A repository for research work involving topic modeling RNA-seq data.
This repository contains work involving applying various topic modeling algorithms to RNA-seq data. The goal is to investigate whether topic modeling can be used to conduct hypothesis-free analysis of RNA-seq data, and ultimately to conduct biological inference.
Many of the files in this repository are meant for a cluster computing environment. For the purposes of this work, much of this was run on Harvard University's Odyssey Research Cluster.
- CTMParallel.py: A parallelized version of CTM using python multiprocessing. This was used for the majority of the simulations in this research, and was run on 64-core nodes on Harvard's Odyssey cluster.
- CTM.py: An implementation of Correlated Topic Models (Serial). This was used prior to developing the parallel version.
- Files matching RunCTM*: These files were used to load the various data files, and run the appriopriate CTM algorithm, for experiments 2 and 3.
- Files matching run_ctm_*.sh: These files were using by sbatch to run jobs on Harvard's Odyssey cluster.
- RunTrainedModel.ipynb: An ipython notebook where I ran the classification algorithms on the CTM models trained using the above files, for experiments 2 and 3. Note that this file was used primarily on Odyssey.
- LDA.ipynb: An ipython notebook where I trained the LDA models for experiments 2 and 3.
- LDA-Classification.ipynb: An ipython notebook where I ran classification algorithms on the trained LDA models for experiments 2 and 3.
- ProofofConcept.ipynb: An ipython notebook where I did the proof of concept (experiment 1).

#### Provided information
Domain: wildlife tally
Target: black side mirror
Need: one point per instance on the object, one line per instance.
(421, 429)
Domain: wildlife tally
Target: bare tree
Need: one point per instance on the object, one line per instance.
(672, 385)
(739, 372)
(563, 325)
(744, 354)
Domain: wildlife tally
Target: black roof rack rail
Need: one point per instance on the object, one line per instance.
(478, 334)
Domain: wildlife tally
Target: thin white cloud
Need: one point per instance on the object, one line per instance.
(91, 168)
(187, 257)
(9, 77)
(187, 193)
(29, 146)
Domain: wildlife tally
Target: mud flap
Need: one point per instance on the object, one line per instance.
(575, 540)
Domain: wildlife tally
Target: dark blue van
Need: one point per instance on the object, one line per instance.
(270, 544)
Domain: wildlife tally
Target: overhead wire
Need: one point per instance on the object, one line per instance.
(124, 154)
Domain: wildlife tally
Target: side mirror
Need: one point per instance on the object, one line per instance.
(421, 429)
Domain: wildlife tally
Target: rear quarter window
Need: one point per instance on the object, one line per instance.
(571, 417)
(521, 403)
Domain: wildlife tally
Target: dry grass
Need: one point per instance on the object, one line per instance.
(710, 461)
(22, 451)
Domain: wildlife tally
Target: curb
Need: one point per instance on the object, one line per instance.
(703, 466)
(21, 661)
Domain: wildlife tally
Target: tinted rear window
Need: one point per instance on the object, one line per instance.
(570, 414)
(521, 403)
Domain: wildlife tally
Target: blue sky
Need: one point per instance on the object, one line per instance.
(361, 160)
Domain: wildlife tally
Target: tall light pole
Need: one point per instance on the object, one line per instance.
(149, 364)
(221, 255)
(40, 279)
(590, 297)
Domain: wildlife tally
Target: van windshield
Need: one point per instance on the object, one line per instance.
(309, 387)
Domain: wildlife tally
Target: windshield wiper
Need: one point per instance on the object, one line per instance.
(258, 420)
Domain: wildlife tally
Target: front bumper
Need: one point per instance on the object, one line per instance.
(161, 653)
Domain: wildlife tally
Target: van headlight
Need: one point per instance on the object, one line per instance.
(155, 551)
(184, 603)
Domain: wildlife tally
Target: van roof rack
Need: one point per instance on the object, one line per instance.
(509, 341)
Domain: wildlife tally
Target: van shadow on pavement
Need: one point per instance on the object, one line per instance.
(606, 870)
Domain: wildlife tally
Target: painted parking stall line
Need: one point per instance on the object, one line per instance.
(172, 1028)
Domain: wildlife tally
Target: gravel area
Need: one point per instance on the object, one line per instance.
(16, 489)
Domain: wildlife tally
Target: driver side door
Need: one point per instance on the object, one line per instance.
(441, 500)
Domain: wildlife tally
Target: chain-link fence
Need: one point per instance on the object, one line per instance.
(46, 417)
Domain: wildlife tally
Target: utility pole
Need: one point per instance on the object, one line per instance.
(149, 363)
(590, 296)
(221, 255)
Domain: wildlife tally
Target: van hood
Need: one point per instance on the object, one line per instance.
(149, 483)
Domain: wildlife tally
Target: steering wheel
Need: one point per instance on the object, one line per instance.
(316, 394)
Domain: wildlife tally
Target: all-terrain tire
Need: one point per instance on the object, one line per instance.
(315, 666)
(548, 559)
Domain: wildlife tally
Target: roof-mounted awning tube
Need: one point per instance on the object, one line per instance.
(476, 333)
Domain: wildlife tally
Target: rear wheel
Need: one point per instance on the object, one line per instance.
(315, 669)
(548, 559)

#### Task
Decide whether each statement agrees with the repository description. Answer yes or no, and quote the words of the description that decide it.
(a) CTMParallel.py was run on 64-core nodes.
(b) CTM.py was developed after the parallel version.
(c) LDA.ipynb was used for experiment 1.

#### Written response
(a) Yes: "was run on 64-core nodes on Harvard's Odyssey cluster"
(b) No: "This was used prior to developing the parallel version."
(c) No: "where I trained the LDA models for experiments 2 and 3"